GIVEN REQUEST » Please reproduce all of the data below word for word, leaving out the pictures.
## Start
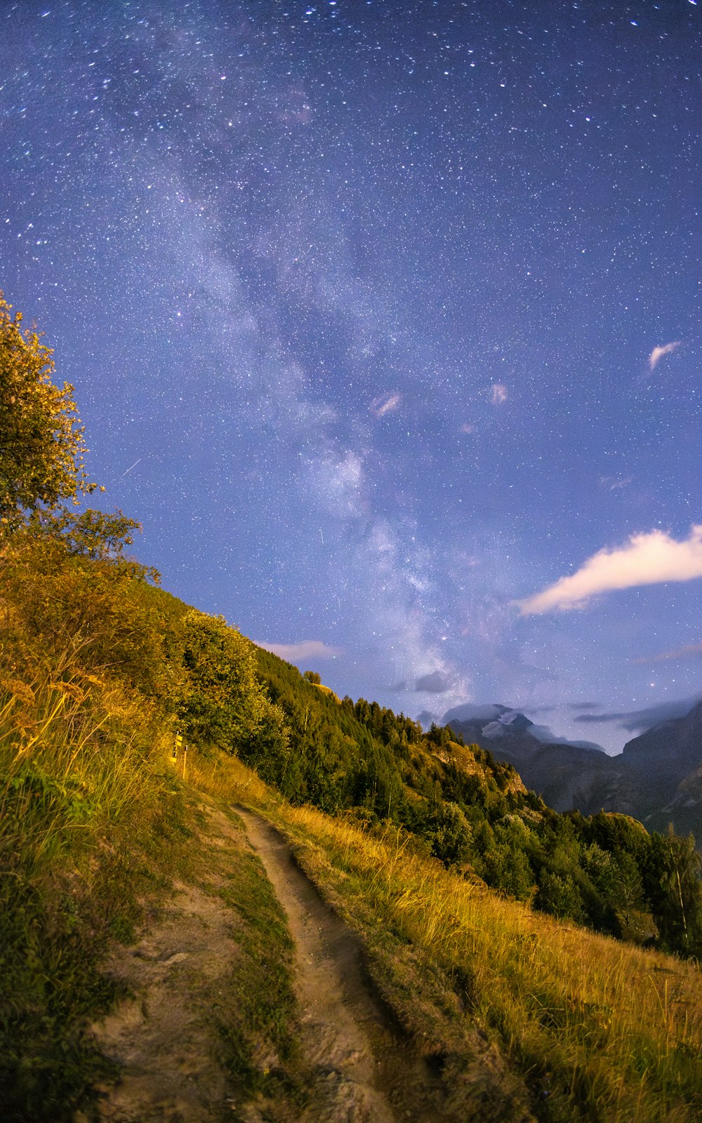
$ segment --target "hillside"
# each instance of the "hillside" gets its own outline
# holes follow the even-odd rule
[[[666,1119],[671,1097],[680,1119],[694,1117],[695,969],[572,923],[694,948],[699,880],[684,840],[649,836],[622,815],[559,815],[509,765],[449,730],[425,736],[374,703],[339,701],[155,587],[125,558],[124,527],[121,549],[112,535],[110,553],[99,550],[100,526],[91,515],[70,537],[53,526],[17,530],[0,558],[4,1117],[61,1121],[79,1107],[88,1119],[111,1117],[109,1089],[119,1072],[124,1086],[131,1054],[119,1044],[124,1033],[95,1037],[90,1026],[117,1002],[116,1024],[126,1016],[128,1033],[137,1032],[134,1007],[120,1013],[125,987],[146,988],[145,1024],[156,1025],[156,1011],[173,1004],[156,997],[153,979],[161,987],[173,973],[195,988],[197,1033],[188,1022],[188,1034],[200,1040],[206,1019],[212,1087],[225,1099],[253,1097],[282,1123],[302,1119],[300,1104],[321,1094],[295,1044],[290,937],[271,921],[280,906],[244,851],[226,857],[207,793],[217,814],[236,798],[289,832],[309,876],[357,932],[373,992],[400,1026],[393,1032],[409,1034],[429,1074],[414,1119],[431,1104],[436,1114],[437,1103],[445,1119],[481,1117],[480,1105],[500,1103],[493,1117],[567,1120],[590,1102],[598,1117],[631,1117],[607,1106],[614,1087],[622,1105],[644,1097],[641,1119]],[[188,756],[181,749],[173,759],[177,729]],[[177,912],[179,901],[194,900],[189,885],[234,910],[218,924],[233,932],[233,962],[244,971],[226,985],[215,978],[238,997],[210,1003],[207,1017],[212,978],[200,987],[190,946],[168,943],[167,928],[158,937],[170,902]],[[272,941],[267,950],[262,940]],[[125,975],[115,966],[125,961],[120,948],[129,965],[151,956],[168,970]],[[259,962],[268,967],[252,989],[245,979]],[[583,964],[592,965],[584,989],[573,976]],[[629,980],[635,1006],[624,1008],[614,977]],[[659,1034],[653,1014],[644,1038],[637,1016],[651,997],[658,1003],[668,977],[681,996],[675,1021],[665,1022],[680,1042],[675,1062],[649,1037]],[[605,1013],[614,1008],[616,1022]],[[556,1013],[544,1021],[545,1011]],[[621,1047],[626,1062],[613,1051],[605,1072],[595,1056],[614,1033],[631,1044]]]
[[[632,738],[614,757],[595,748],[538,740],[523,719],[498,723],[495,709],[450,728],[475,741],[519,773],[527,787],[557,811],[598,811],[633,815],[650,830],[674,829],[702,839],[702,703],[689,714],[659,722]]]
[[[699,1119],[692,839],[161,590],[4,308],[2,1119]]]

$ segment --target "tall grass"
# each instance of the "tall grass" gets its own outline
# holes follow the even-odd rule
[[[148,704],[98,678],[10,686],[0,695],[0,1111],[61,1121],[103,1070],[84,1031],[113,998],[106,941],[130,934],[143,852],[164,815],[182,814]]]
[[[377,838],[291,807],[235,761],[199,783],[228,785],[291,836],[362,932],[385,997],[419,1039],[434,1035],[431,1048],[459,1050],[477,1023],[543,1120],[702,1117],[696,966],[531,912],[410,852],[394,828]]]

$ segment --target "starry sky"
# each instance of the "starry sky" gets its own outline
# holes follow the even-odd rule
[[[166,588],[619,751],[702,695],[702,2],[0,0],[0,287]]]

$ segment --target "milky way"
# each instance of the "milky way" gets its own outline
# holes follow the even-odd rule
[[[411,714],[702,694],[701,28],[0,0],[0,287],[167,588]]]

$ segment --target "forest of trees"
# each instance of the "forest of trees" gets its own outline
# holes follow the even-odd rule
[[[27,729],[40,683],[97,711],[118,691],[201,754],[237,754],[294,803],[368,830],[390,821],[461,876],[545,912],[702,953],[692,838],[624,815],[557,814],[448,728],[425,733],[375,702],[339,701],[316,673],[161,591],[126,555],[136,523],[72,505],[95,485],[72,387],[52,373],[0,296],[0,703],[26,705]],[[30,764],[22,776],[16,794],[36,779]]]

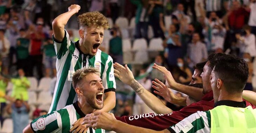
## End
TASK ANSWER »
$ segment --target "hillside"
# each instance of the "hillside" gets its own outline
# holes follow the even-odd rule
[[[666,1119],[671,1097],[680,1119],[694,1117],[695,969],[572,923],[694,948],[699,880],[684,840],[649,836],[622,815],[559,815],[509,765],[449,730],[425,736],[374,703],[339,701],[155,587],[125,558],[124,527],[121,549],[112,535],[110,553],[99,550],[100,526],[91,515],[70,537],[53,526],[17,530],[0,558],[4,1117],[61,1121],[79,1107],[88,1119],[111,1117],[109,1089],[119,1072],[124,1086],[131,1054],[119,1044],[124,1033],[95,1037],[90,1026],[117,1002],[116,1024],[126,1016],[128,1033],[137,1032],[134,1007],[120,1013],[125,987],[146,988],[145,1024],[156,1025],[156,1011],[173,1004],[156,997],[153,979],[161,987],[173,973],[195,988],[197,1033],[188,1022],[188,1034],[200,1040],[206,1019],[212,1087],[225,1099],[253,1097],[282,1123],[302,1119],[300,1104],[321,1094],[295,1044],[290,937],[271,921],[280,906],[244,851],[226,857],[207,793],[217,814],[236,798],[289,832],[309,876],[357,932],[373,992],[400,1026],[393,1032],[409,1034],[429,1074],[414,1119],[431,1104],[436,1114],[437,1103],[445,1119],[481,1117],[480,1105],[500,1103],[493,1117],[567,1120],[590,1102],[598,1117],[631,1117],[607,1106],[614,1087],[622,1105],[644,1097],[641,1119]],[[188,756],[181,749],[173,759],[177,729]],[[177,912],[179,901],[194,900],[189,885],[234,910],[218,924],[233,932],[233,962],[244,971],[226,985],[215,978],[238,997],[210,1003],[207,1017],[212,978],[200,987],[190,946],[168,943],[167,928],[158,937],[170,902]],[[272,941],[267,950],[262,940]],[[125,975],[115,966],[125,961],[120,948],[129,965],[151,956],[168,970]],[[259,962],[268,967],[252,989],[245,979]],[[583,964],[592,965],[584,989],[573,976]],[[629,980],[635,1006],[624,1008],[614,977]],[[659,1034],[653,1014],[644,1038],[637,1016],[651,997],[658,1003],[668,977],[681,996],[675,1021],[665,1022],[680,1042],[675,1062],[649,1037]],[[605,1013],[614,1008],[616,1022]],[[556,1013],[544,1021],[545,1011]],[[621,1047],[626,1062],[613,1051],[605,1072],[595,1056],[614,1033],[631,1044]]]
[[[632,738],[614,757],[595,748],[538,740],[523,719],[498,723],[495,709],[450,728],[475,741],[519,773],[527,787],[557,811],[598,811],[633,815],[650,830],[674,829],[702,839],[702,703],[689,714],[659,722]]]
[[[699,1119],[692,839],[161,590],[4,308],[2,1119]]]

$ segment --target "tall grass"
# each instance of the "tall grass" gets its own outline
# holes follow the even-odd rule
[[[148,704],[98,678],[10,686],[0,695],[0,1111],[61,1121],[103,1070],[84,1031],[113,998],[106,941],[130,934],[143,852],[164,815],[182,814]]]
[[[377,838],[291,807],[235,761],[199,783],[228,785],[291,836],[362,932],[385,997],[419,1039],[434,1035],[431,1048],[459,1050],[477,1023],[543,1120],[702,1117],[696,966],[531,912],[410,852],[394,828]]]

$ segment --target "starry sky"
# each instance of the "starry sky" gets its own outline
# holes follow the even-odd rule
[[[166,588],[619,751],[702,695],[702,2],[0,0],[0,287]]]

$ segment --target "milky way"
# each instance of the "milky way" gets its own outline
# holes follow the even-odd rule
[[[411,714],[702,694],[701,28],[0,0],[0,287],[167,588]]]

$ segment --target "forest of trees"
# each instance of the "forest of trees" gets its own outline
# holes follow the even-odd rule
[[[27,729],[40,683],[97,711],[118,691],[201,754],[237,754],[294,803],[368,830],[390,821],[461,876],[545,912],[702,953],[692,838],[624,815],[557,814],[448,728],[425,733],[375,702],[339,701],[316,673],[161,591],[126,555],[136,523],[72,505],[95,485],[72,387],[52,373],[0,296],[0,703],[26,705]],[[30,764],[22,776],[16,794],[36,779]]]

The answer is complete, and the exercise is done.